Passage given »

_ _ _ _ _ _ _

At a university, there are many additional responsibilities—committees, administration, recruiting.

In our private studio, it’s simple—if students like what we do, they stay. If not, they move on. It’s a very clean system.

Henry Harrison:
Starting your own studio takes courage—no guaranteed paycheck.

Olivia:
Yes, but timing helped, and Marc’s roots in the area helped too.

We knew a lot of teachers and musicians, and word of mouth built quickly.

Marc:
We had a strategy, but you never know until students actually sign up.

Henry Harrison:
Marc, you started very young.

Marc:
Yes, I started with a toy xylophone at four and could play tunes by ear.

My parents enrolled me in Yamaha Music School, and later I heard a live performance by a symphony musician—that’s when I knew I wanted to be a musician.

Of course, wanting to be a musician and wanting to practice weren’t always aligned. I had to learn discipline.

_ _ _ _ _ _ _

Supplied information »
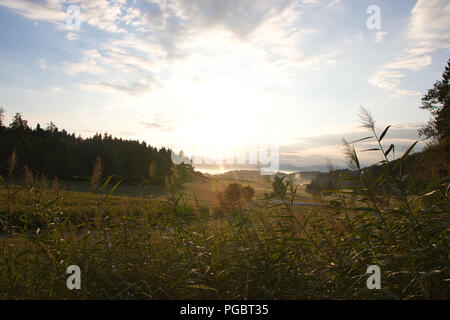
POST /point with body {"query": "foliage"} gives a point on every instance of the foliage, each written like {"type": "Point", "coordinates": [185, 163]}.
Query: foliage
{"type": "Point", "coordinates": [235, 196]}
{"type": "Point", "coordinates": [56, 153]}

_ _ _ _ _ _ _

Set of tasks »
**1)** Answer these questions about the interview:
(a) What does Henry Harrison say starting your own studio comes without?
(b) At what age did Marc start on a toy xylophone?
(c) Which school did Marc's parents enroll him in?
**2)** Write out the part of the interview that opens with the words containing "We knew a lot" and closes with "be a musician.", changing "toy xylophone" to "toy piano".
**3)** Carry the interview about the music studio further, starting after its last line.
The data has nothing to do with the interview.

The responses »
**1)**
(a) A guaranteed paycheck.
(b) Four.
(c) Yamaha Music School.

**2)**
We knew a lot of teachers and musicians, and word of mouth built quickly.

Marc:
We had a strategy, but you never know until students actually sign up.

Henry Harrison:
Marc, you started very young.

Marc:
Yes, I started with a toy piano at four and could play tunes by ear.

My parents enrolled me in Yamaha Music School, and later I heard a live performance by a symphony musician—that’s when I knew I wanted to be a musician.

**3)**
Henry Harrison:
Olivia, you came to the U.S. on a Fulbright.

Olivia:
Yes. Music was always in my family.

I studied at major institutions in the UK, then applied for a Fulbright without fully realizing how competitive it was.

It’s a leadership scholarship, even in music. I ended up studying at the University of Maryland—that’s where Marc and I met.

Henry Harrison:
That’s incredible.

Final thoughts?

Marc:
Being a duo is unusual. It doesn’t fit neatly into traditional categories.

We had to show presenters that—even if they didn’t know they needed a duo—they did.

Olivia:
Exactly. Sometimes you present something new and help them see the value in it.

Henry Harrison:
That’s fantastic.

Thank you both for coming on. We’ll include your performance links so listeners can hear your work.

Marc:
Thank you—it was great fun.

Olivia:
Thank you.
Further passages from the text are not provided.